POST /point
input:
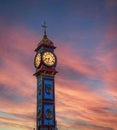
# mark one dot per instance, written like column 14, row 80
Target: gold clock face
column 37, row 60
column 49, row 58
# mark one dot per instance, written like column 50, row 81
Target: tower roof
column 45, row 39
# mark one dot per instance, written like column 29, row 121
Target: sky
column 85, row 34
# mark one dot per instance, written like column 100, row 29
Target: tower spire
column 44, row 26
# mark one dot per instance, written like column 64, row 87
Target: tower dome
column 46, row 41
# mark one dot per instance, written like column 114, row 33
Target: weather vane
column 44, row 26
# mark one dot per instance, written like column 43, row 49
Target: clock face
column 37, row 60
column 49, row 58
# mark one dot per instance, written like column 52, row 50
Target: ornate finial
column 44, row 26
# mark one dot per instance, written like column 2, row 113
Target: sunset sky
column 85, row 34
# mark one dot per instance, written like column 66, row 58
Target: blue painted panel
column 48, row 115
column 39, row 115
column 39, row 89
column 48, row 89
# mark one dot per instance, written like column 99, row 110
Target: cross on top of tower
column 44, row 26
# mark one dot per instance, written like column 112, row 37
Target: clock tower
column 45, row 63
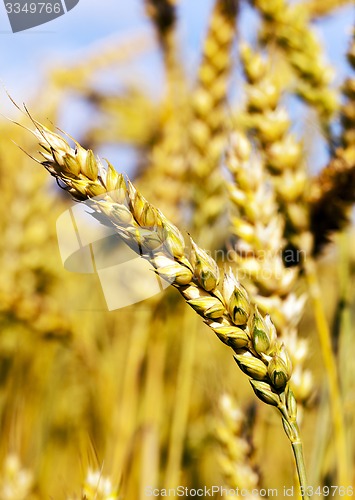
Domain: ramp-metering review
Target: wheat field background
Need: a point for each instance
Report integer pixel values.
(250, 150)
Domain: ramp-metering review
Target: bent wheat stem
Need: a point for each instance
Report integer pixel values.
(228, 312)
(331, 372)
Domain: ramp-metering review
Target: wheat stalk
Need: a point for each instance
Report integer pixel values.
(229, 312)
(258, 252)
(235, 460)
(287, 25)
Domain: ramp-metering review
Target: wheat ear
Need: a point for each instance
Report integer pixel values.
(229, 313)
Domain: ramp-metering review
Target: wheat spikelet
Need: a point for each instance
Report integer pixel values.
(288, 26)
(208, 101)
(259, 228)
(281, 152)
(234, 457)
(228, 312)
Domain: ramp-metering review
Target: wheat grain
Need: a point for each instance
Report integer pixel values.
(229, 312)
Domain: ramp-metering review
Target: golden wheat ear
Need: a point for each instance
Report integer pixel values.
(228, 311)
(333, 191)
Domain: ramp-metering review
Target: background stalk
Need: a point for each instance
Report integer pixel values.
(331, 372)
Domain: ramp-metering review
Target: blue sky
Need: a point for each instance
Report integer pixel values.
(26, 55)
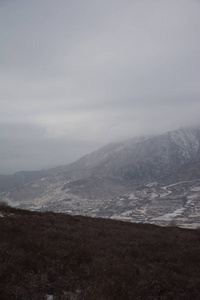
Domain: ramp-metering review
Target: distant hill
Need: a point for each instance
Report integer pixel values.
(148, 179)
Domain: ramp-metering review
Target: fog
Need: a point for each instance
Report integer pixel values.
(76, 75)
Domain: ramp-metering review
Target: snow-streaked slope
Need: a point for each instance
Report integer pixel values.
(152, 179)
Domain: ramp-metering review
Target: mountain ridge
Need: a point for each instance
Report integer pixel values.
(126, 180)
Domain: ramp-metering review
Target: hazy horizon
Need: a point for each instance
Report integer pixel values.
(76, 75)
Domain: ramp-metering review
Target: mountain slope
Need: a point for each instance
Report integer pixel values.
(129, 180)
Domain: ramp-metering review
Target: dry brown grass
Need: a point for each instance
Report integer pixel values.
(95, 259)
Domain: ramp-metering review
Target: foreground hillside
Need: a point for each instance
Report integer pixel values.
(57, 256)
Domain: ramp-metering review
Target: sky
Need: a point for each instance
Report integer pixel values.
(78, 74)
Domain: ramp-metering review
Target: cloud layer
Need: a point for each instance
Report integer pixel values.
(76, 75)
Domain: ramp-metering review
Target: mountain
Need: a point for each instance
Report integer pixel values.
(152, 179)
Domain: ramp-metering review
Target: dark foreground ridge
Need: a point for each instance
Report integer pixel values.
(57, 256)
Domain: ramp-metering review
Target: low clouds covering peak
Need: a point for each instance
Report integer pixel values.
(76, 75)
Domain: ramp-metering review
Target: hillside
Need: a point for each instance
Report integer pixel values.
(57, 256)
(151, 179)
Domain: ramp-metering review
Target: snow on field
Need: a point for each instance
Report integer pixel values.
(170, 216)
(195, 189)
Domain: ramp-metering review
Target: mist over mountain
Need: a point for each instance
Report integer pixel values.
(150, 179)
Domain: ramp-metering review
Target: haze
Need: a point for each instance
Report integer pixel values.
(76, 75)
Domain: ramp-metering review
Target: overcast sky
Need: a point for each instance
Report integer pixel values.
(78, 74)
━━━━
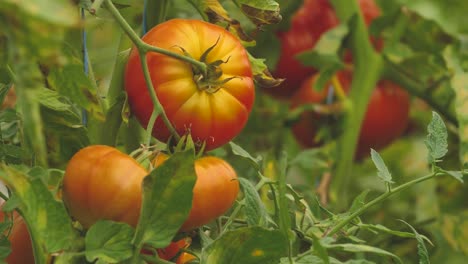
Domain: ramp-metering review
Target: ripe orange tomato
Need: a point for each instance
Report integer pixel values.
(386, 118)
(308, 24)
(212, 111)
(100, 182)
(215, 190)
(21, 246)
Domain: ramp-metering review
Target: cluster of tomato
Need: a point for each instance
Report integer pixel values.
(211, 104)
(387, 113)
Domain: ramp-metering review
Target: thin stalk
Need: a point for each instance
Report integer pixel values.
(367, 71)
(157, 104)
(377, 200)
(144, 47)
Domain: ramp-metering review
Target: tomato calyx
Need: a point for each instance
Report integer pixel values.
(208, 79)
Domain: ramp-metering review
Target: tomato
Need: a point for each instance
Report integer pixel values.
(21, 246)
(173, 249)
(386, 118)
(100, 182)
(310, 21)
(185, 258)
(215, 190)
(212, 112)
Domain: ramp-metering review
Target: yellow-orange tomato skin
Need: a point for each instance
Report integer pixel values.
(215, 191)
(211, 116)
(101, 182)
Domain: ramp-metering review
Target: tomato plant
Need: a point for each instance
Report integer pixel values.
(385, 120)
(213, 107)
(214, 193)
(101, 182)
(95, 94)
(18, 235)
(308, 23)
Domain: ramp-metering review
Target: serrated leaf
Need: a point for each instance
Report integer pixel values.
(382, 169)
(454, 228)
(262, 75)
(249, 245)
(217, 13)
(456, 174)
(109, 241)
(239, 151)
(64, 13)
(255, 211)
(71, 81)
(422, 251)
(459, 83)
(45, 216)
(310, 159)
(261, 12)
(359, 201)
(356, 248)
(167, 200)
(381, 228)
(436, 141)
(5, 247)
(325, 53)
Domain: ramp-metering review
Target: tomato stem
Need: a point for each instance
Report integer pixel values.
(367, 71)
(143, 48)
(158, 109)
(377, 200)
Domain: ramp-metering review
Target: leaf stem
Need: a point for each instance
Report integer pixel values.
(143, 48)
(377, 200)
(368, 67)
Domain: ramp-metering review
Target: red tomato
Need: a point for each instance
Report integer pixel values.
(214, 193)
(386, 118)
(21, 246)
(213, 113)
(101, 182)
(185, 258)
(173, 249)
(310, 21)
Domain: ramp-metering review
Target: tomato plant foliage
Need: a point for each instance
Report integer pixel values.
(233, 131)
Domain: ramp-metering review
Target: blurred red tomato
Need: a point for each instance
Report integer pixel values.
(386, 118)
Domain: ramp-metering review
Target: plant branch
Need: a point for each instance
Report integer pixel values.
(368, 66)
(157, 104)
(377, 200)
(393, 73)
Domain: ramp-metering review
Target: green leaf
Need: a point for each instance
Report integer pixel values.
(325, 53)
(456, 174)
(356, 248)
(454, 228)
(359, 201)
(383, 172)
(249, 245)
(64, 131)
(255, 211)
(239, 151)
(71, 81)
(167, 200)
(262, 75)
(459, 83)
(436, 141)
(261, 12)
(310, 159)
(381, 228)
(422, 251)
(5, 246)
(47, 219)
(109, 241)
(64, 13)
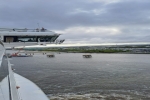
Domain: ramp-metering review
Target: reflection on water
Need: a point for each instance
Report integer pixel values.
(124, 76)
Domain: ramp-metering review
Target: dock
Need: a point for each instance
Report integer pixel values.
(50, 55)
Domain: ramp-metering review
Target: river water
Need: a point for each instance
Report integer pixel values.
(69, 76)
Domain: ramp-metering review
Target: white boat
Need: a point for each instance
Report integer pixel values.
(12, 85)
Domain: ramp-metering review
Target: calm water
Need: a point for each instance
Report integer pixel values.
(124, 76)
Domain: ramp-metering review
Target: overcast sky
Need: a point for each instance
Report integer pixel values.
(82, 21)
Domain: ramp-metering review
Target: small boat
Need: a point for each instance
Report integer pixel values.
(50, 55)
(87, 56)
━━━━
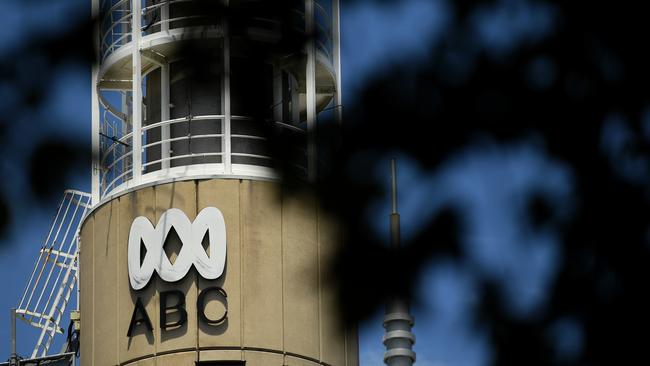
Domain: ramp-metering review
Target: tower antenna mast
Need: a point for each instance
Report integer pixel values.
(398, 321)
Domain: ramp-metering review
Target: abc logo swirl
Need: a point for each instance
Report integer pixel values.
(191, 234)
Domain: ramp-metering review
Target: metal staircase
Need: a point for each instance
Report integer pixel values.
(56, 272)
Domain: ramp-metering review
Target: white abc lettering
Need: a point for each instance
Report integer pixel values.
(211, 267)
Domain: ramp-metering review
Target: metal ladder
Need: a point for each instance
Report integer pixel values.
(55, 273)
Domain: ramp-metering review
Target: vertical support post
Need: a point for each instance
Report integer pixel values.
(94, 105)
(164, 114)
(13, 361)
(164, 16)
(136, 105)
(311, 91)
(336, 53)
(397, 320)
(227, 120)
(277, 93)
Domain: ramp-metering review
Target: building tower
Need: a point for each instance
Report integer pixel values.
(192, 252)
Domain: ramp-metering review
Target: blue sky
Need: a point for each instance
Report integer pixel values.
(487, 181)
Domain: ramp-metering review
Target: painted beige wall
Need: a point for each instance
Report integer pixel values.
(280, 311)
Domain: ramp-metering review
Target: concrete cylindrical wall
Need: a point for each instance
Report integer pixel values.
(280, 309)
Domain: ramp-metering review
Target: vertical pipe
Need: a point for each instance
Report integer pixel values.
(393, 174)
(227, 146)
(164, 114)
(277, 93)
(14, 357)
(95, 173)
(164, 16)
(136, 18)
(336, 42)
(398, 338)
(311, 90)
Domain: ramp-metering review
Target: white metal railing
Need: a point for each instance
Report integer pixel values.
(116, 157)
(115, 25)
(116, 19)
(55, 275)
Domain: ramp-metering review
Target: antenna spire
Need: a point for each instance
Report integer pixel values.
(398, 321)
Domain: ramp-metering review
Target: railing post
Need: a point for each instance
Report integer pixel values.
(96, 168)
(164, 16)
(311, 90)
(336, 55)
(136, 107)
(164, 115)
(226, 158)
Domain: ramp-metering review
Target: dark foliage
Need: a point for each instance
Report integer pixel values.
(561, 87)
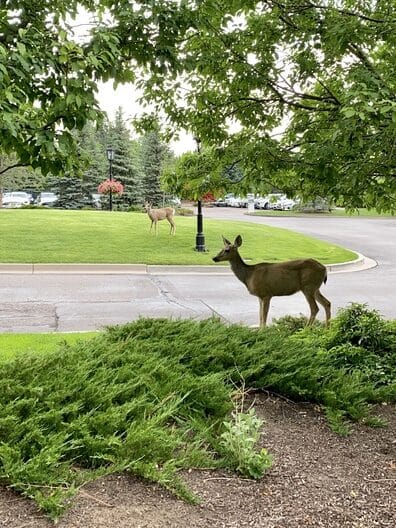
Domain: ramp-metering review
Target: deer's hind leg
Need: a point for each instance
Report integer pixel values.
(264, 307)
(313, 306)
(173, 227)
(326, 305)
━━━━
- What this task involves
Update the rows from the line containing "# mark one dot per instance, written like column 43, row" through the line containing "column 45, row 63", replacing "ornate finial" with "decorative finial" and leaving everything else in those lines unchanged.

- Result for this task
# mark one dot per instance, written like column 43, row 49
Target: clock face
column 37, row 60
column 49, row 58
# mark one dot per instance, written like column 52, row 50
Target: decorative finial
column 44, row 26
# mark one dot per instance, written like column 2, row 113
Target: sunset sky
column 85, row 34
# mark one dot per instance, written like column 66, row 58
Target: blue painted panel
column 48, row 115
column 39, row 115
column 39, row 89
column 48, row 89
# mark one dot per instance, written like column 99, row 110
Target: cross on top of tower
column 44, row 26
# mark one dot per instance, written like column 112, row 37
Target: clock tower
column 45, row 63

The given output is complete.